▶ [THE TASK]:
Could you shift every bounding box coordinate in the answers by -115 and write the items out again with their requests, from the line with "For a UI automation task, identify the sofa" through the end of the items?
-- start MATERIAL SHOWN --
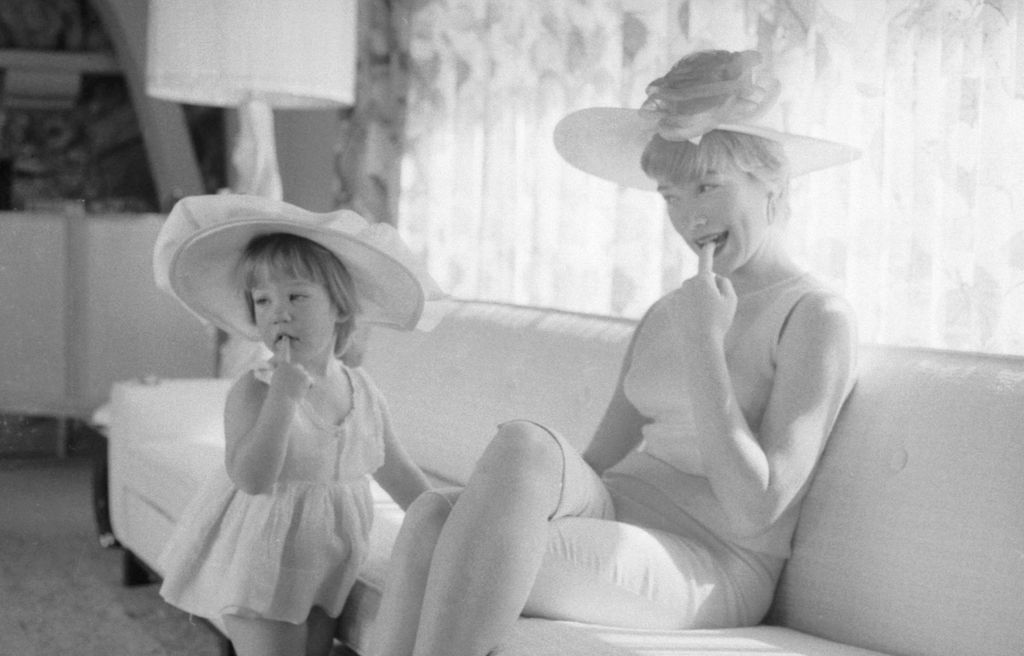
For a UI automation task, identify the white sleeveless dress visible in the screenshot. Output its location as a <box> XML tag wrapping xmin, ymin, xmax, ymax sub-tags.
<box><xmin>160</xmin><ymin>361</ymin><xmax>387</xmax><ymax>623</ymax></box>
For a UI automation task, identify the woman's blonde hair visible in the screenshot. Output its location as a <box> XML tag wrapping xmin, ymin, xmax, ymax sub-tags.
<box><xmin>640</xmin><ymin>130</ymin><xmax>790</xmax><ymax>218</ymax></box>
<box><xmin>239</xmin><ymin>232</ymin><xmax>359</xmax><ymax>357</ymax></box>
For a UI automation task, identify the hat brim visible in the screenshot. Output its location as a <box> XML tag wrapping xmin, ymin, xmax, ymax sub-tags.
<box><xmin>554</xmin><ymin>107</ymin><xmax>860</xmax><ymax>190</ymax></box>
<box><xmin>154</xmin><ymin>195</ymin><xmax>443</xmax><ymax>341</ymax></box>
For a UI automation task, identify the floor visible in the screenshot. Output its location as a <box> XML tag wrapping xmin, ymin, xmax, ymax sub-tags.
<box><xmin>0</xmin><ymin>448</ymin><xmax>221</xmax><ymax>656</ymax></box>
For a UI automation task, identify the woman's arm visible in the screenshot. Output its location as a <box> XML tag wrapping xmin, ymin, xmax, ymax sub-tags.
<box><xmin>693</xmin><ymin>294</ymin><xmax>856</xmax><ymax>534</ymax></box>
<box><xmin>583</xmin><ymin>317</ymin><xmax>647</xmax><ymax>474</ymax></box>
<box><xmin>374</xmin><ymin>412</ymin><xmax>430</xmax><ymax>511</ymax></box>
<box><xmin>224</xmin><ymin>371</ymin><xmax>297</xmax><ymax>494</ymax></box>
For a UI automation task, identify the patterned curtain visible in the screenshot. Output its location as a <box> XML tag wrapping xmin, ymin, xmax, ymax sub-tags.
<box><xmin>398</xmin><ymin>0</ymin><xmax>1024</xmax><ymax>354</ymax></box>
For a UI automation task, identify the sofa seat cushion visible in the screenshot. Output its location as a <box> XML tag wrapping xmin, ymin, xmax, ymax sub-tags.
<box><xmin>339</xmin><ymin>483</ymin><xmax>892</xmax><ymax>656</ymax></box>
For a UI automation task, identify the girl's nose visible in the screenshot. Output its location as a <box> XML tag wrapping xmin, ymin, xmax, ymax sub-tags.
<box><xmin>271</xmin><ymin>303</ymin><xmax>292</xmax><ymax>322</ymax></box>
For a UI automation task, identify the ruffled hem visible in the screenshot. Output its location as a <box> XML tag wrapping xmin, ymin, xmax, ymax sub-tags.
<box><xmin>160</xmin><ymin>474</ymin><xmax>373</xmax><ymax>623</ymax></box>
-- end MATERIAL SHOWN --
▶ [EXPECTED ANSWER]:
For a UI automation task, identify the sofa seat cushion visible in the screenshot. Output its location as a <box> XML tag wrapping xmin, ymin, xmax, ymax sub-tags.
<box><xmin>224</xmin><ymin>368</ymin><xmax>777</xmax><ymax>541</ymax></box>
For a UI automation task, identify the girl's nose visible in the screenshot. Output its location as a <box> XML tag wrapping xmin, ymin, xmax, ymax sub-tags.
<box><xmin>156</xmin><ymin>188</ymin><xmax>177</xmax><ymax>207</ymax></box>
For a UI automation task, identify the ruffled hem visible in the screenshot. Output its location as a <box> XML tag wrapping xmin, ymin, xmax, ymax sub-tags.
<box><xmin>45</xmin><ymin>359</ymin><xmax>258</xmax><ymax>508</ymax></box>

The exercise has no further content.